### Supplied text ###

Distribution over TLS
It's possible to use TLS for communication between MongooseIM cluster nodes.
To enable it, find the directory of your release, below it look for
etc/vm.dist.args and, inside the file, the section about
the distribution protocol:
## Use TLS for connections between Erlang cluster members. ## Don't forget to override the paths to point to your certificate(s) and key(s)! ## Once a connection is established, Erlang doesn't differentiate between ## a client and a server - the same certs/keys can be used on both sides. #-proto_dist inet_tls #-ssl_dist_opt server_certfile /Users/erszcz/work/esl/mongooseim/_build/mim1/rel/mongooseim/priv/ssl/fake_cert.pem client_certfile /Users/erszcz/work/esl/mongooseim/_build/mim1/rel/mongooseim/priv/ssl/fake_cert.pem # server_keyfile /Users/erszcz/work/esl/mongooseim/_build/mim1/rel/mongooseim/priv/ssl/fake_key.pem client_keyfile /Users/erszcz/work/esl/mongooseim/_build/mim1/rel/mongooseim/priv/ssl/fake_key.pem # server_cacertfile /Users/erszcz/work/esl/mongooseim/_build/mim1/rel/mongooseim/priv/ssl/cacert.pem client_cacertfile /Users/erszcz/work/esl/mongooseim/_build/mim1/rel/mongooseim/priv/ssl/cacert.pem # client_verify verify_peer # server_verify verify_peer # server_fail_if_no_peer_cert true
By default, the
proto_dist as well as the following options for configuring the cluster member are commented out.
Enable them and provide the correct paths to your CA certificate, server certificate and server key.
There's a number of caveats to remember about when running Erlang distribution over TLS:
TLS-enabled and non-TLS Erlang nodes can't communicate with one another. Remember about it when trying to run
erl -[s]name ...and communicating with the server.
Establishing a TLS connection will fail if a certificate isn't found in the specified location. You might receive a log message indicating that when nodes try to connect:
2017-03-10 16:16:03.844 [warning] <0.4218.2> global: mongooseim@localhost failed to connect to fed1@localhost
If the pointed-at certificate/key/CA-certificate file doesn't exist, it won't be reported before trying to connect. Look for (grep) the log message on all cluster nodes, as the message doesn't have to appear on all nodes if a connection fails.
You can switch a cluster from running non-TLS distribution, to TLS distribution by shutting down a node, enabling TLS on it, starting it up again, and repeating the steps for each remaining node. Again, nodes with and without TLS enabled won't be able to communicate with one another.
It's possible to fortify an Erlang cluster further than the Mongoose's preconfigured
vm.dist.argsdoes. This includes: checking certificate revocation status against a CA's Certificate Revocation List, securing/disabling EPMD (Erlang Port Mapper Daemon), using custom certificate verification functions. For details on these steps please refer to Erlang Distribution over TLS and Erlang (and Elixir) distribution without epmd.

###

■ **Action item**: Swap "fortify" for "harden" in the stretch of the page on distribution over TLS from "It's possible to fortify" through "distribution without epmd.", and write that stretch out again. You won't need the entries at all.

### Information provided ###

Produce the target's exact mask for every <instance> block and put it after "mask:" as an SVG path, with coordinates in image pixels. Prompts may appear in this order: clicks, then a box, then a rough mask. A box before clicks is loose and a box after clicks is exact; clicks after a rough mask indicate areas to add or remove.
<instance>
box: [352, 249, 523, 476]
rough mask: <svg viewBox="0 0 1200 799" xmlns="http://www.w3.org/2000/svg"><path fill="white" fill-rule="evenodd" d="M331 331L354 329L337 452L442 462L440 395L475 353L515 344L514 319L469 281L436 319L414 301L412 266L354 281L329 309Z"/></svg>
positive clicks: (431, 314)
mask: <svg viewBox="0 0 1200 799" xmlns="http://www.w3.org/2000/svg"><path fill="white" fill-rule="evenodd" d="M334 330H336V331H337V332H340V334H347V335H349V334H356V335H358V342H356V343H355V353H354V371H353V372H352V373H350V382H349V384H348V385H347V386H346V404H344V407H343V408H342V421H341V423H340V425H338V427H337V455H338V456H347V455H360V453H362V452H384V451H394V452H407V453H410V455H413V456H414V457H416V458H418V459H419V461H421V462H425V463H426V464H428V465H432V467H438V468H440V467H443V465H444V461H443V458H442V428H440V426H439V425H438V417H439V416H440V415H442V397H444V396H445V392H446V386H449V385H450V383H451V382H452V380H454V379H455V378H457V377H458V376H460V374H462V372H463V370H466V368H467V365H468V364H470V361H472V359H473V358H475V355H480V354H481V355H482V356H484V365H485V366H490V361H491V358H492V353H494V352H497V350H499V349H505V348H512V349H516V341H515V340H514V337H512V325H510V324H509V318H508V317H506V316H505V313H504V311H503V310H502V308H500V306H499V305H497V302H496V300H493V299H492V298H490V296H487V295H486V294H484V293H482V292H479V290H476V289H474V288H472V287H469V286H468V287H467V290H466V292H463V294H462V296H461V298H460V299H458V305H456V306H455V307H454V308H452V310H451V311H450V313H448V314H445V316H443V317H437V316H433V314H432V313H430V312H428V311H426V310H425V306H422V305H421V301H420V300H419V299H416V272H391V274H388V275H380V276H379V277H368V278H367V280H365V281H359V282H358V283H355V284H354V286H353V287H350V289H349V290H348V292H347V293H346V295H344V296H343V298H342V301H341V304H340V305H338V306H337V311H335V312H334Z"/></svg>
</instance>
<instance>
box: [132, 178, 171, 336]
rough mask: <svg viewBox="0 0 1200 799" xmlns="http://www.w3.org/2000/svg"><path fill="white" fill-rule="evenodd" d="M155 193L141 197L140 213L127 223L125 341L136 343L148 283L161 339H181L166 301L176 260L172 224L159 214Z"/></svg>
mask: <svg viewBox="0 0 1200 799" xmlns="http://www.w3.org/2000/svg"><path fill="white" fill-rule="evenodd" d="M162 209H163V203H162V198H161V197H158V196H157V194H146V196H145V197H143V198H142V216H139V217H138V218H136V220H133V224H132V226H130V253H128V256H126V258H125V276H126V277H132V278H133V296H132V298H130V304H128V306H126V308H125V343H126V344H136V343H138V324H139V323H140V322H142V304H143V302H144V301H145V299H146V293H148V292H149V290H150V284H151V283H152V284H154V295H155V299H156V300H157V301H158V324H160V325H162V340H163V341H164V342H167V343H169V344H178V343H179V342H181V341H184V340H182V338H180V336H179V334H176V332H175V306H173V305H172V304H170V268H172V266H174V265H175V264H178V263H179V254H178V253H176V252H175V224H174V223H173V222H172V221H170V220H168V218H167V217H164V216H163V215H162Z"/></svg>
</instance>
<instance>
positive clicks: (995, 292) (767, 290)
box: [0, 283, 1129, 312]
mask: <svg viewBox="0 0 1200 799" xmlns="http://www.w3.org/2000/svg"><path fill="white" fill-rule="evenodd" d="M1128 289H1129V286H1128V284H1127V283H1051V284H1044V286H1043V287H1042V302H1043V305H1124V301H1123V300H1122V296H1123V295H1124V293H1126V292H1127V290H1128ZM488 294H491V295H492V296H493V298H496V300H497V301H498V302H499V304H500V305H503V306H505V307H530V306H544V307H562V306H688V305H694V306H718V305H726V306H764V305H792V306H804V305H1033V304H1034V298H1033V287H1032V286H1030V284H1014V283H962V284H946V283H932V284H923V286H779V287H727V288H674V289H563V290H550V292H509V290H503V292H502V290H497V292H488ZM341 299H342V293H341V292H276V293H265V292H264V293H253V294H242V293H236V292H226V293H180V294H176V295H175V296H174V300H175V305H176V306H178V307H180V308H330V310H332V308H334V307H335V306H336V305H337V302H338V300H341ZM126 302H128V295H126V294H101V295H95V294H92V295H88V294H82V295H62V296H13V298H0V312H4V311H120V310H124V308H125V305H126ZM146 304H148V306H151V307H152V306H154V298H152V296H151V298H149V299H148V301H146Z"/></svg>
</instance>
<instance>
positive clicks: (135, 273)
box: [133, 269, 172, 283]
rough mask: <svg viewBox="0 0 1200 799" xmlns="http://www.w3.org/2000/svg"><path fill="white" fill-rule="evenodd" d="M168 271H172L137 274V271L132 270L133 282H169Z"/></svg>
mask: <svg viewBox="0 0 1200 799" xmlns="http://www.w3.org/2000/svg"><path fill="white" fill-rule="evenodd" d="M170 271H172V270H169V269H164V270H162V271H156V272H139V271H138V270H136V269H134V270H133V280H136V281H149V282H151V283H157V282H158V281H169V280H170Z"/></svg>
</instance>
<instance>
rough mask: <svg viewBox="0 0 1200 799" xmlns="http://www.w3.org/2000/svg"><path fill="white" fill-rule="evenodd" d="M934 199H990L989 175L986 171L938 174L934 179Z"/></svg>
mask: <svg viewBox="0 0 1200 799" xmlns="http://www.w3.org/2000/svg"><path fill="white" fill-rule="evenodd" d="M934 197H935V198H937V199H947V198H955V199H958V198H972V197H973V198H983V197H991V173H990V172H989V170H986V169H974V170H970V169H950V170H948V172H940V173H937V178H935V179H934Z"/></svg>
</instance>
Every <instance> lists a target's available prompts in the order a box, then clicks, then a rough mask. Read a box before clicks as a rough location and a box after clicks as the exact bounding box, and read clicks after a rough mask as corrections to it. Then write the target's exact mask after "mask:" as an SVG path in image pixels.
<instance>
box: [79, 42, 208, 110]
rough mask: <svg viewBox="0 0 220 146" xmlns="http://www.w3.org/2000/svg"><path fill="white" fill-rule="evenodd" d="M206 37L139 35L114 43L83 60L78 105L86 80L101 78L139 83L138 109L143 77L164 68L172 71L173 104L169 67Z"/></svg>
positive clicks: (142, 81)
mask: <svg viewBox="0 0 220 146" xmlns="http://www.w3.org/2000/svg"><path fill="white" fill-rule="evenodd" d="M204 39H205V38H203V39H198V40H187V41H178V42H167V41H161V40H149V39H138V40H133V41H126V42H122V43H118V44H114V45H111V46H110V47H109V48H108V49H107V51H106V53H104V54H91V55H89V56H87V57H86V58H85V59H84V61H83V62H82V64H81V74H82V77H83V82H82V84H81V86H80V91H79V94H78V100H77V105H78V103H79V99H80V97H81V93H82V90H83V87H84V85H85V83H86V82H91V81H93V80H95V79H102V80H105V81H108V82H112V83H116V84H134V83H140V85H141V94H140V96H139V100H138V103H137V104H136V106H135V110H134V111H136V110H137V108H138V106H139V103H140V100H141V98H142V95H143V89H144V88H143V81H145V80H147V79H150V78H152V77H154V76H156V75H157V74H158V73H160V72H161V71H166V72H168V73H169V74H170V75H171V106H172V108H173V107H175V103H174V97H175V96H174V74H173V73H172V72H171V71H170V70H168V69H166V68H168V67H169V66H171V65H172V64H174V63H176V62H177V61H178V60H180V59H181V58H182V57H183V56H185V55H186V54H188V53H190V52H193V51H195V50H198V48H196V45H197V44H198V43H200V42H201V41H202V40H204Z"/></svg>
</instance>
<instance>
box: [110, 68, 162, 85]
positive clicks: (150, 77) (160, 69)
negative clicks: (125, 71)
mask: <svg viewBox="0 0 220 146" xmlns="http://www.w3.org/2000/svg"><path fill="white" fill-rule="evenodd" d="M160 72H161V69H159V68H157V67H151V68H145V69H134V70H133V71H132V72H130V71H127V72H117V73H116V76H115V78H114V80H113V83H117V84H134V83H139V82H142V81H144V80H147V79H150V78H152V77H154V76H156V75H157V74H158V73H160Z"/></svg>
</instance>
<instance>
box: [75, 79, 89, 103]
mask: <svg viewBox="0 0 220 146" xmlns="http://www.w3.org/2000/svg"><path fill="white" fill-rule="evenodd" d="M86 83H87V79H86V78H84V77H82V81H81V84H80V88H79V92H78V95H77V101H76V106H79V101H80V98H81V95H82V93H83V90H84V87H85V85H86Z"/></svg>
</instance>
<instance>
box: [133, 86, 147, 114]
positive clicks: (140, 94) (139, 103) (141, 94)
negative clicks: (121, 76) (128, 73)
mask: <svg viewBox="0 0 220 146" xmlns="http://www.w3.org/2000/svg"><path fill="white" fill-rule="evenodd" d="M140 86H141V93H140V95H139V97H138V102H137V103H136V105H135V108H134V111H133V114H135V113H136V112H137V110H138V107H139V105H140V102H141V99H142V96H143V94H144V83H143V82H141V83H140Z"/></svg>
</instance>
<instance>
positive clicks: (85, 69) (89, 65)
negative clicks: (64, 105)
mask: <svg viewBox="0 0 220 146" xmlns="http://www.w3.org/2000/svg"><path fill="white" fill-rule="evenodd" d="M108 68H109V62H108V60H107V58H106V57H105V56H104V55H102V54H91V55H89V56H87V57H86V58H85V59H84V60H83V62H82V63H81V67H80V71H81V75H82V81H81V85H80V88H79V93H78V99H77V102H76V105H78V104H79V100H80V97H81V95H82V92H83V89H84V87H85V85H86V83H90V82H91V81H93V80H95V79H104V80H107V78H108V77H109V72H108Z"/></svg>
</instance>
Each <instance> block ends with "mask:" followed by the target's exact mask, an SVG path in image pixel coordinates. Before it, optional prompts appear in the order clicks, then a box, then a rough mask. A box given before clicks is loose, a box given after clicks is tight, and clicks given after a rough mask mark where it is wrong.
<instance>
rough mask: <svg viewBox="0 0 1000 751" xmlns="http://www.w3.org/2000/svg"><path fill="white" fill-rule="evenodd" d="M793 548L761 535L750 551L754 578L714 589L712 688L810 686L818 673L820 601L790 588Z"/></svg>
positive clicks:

###

■ **Answer section**:
It's possible to harden an Erlang cluster further than the Mongoose's preconfigured
vm.dist.argsdoes. This includes: checking certificate revocation status against a CA's Certificate Revocation List, securing/disabling EPMD (Erlang Port Mapper Daemon), using custom certificate verification functions. For details on these steps please refer to Erlang Distribution over TLS and Erlang (and Elixir) distribution without epmd.